> _Information supplied_:
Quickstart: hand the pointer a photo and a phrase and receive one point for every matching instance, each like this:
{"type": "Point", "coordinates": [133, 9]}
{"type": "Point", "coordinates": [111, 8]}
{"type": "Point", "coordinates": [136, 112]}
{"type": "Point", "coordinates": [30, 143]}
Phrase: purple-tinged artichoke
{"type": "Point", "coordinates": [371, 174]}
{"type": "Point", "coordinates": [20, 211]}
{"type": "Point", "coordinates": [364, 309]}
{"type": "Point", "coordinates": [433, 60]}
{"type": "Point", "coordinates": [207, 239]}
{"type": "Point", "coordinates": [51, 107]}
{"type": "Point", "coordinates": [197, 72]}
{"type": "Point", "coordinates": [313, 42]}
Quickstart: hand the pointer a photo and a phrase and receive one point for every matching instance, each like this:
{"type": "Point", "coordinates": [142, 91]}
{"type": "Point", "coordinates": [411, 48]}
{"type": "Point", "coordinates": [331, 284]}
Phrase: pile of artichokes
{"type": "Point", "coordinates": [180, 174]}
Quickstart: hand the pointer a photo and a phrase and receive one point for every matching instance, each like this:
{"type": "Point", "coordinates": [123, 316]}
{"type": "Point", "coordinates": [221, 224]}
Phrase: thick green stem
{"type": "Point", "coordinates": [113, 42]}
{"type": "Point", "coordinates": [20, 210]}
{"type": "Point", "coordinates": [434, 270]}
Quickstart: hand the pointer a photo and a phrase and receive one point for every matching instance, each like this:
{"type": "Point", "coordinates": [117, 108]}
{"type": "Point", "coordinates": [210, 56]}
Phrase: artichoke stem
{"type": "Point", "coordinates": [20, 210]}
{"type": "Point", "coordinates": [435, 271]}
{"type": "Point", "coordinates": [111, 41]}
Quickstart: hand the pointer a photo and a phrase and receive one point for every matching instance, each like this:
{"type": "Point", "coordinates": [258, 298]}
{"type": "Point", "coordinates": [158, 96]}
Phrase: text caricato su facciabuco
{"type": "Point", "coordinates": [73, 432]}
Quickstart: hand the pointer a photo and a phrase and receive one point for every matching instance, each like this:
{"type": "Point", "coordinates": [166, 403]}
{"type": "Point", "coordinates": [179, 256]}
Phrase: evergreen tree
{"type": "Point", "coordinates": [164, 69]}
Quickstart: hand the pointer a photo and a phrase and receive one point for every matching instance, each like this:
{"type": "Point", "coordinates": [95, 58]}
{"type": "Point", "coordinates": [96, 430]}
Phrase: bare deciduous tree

> _Description of the task_:
This exercise calls for every record to be restated word for word.

> _Your solution_:
Quickstart: hand the pointer a photo and a phrase and receive one point for every matching instance, each like this:
{"type": "Point", "coordinates": [133, 9]}
{"type": "Point", "coordinates": [111, 8]}
{"type": "Point", "coordinates": [136, 112]}
{"type": "Point", "coordinates": [30, 143]}
Phrase: purple-tinged artichoke
{"type": "Point", "coordinates": [371, 174]}
{"type": "Point", "coordinates": [20, 211]}
{"type": "Point", "coordinates": [364, 309]}
{"type": "Point", "coordinates": [433, 60]}
{"type": "Point", "coordinates": [207, 239]}
{"type": "Point", "coordinates": [51, 107]}
{"type": "Point", "coordinates": [197, 72]}
{"type": "Point", "coordinates": [313, 42]}
Quickstart: hand the pointer a photo and a phrase and receive one point for every matching instance, each like this:
{"type": "Point", "coordinates": [142, 91]}
{"type": "Point", "coordinates": [411, 48]}
{"type": "Point", "coordinates": [331, 284]}
Phrase: pile of artichokes
{"type": "Point", "coordinates": [180, 174]}
Quickstart: hand the pointer a photo and a phrase and receive one point for every matching instance, each like this:
{"type": "Point", "coordinates": [123, 316]}
{"type": "Point", "coordinates": [221, 224]}
Phrase: thick green stem
{"type": "Point", "coordinates": [113, 42]}
{"type": "Point", "coordinates": [20, 210]}
{"type": "Point", "coordinates": [434, 270]}
Quickstart: hand the pointer a photo and a phrase and receive one point for every matching instance, each like this:
{"type": "Point", "coordinates": [117, 108]}
{"type": "Point", "coordinates": [210, 56]}
Phrase: artichoke stem
{"type": "Point", "coordinates": [20, 210]}
{"type": "Point", "coordinates": [435, 271]}
{"type": "Point", "coordinates": [111, 41]}
Quickstart: hand the pointer a photo and a phrase and receive one point for every matching instance, each like this:
{"type": "Point", "coordinates": [258, 298]}
{"type": "Point", "coordinates": [158, 96]}
Phrase: text caricato su facciabuco
{"type": "Point", "coordinates": [73, 432]}
Quickstart: hand the pointer a photo and a phrase and receive one point for every matching instance, each like this:
{"type": "Point", "coordinates": [166, 403]}
{"type": "Point", "coordinates": [179, 256]}
Phrase: evergreen tree
{"type": "Point", "coordinates": [164, 69]}
Quickstart: hand the pointer a photo and a phrase and receive one point for every matching instance, each like this:
{"type": "Point", "coordinates": [95, 58]}
{"type": "Point", "coordinates": [96, 430]}
Phrase: bare deciduous tree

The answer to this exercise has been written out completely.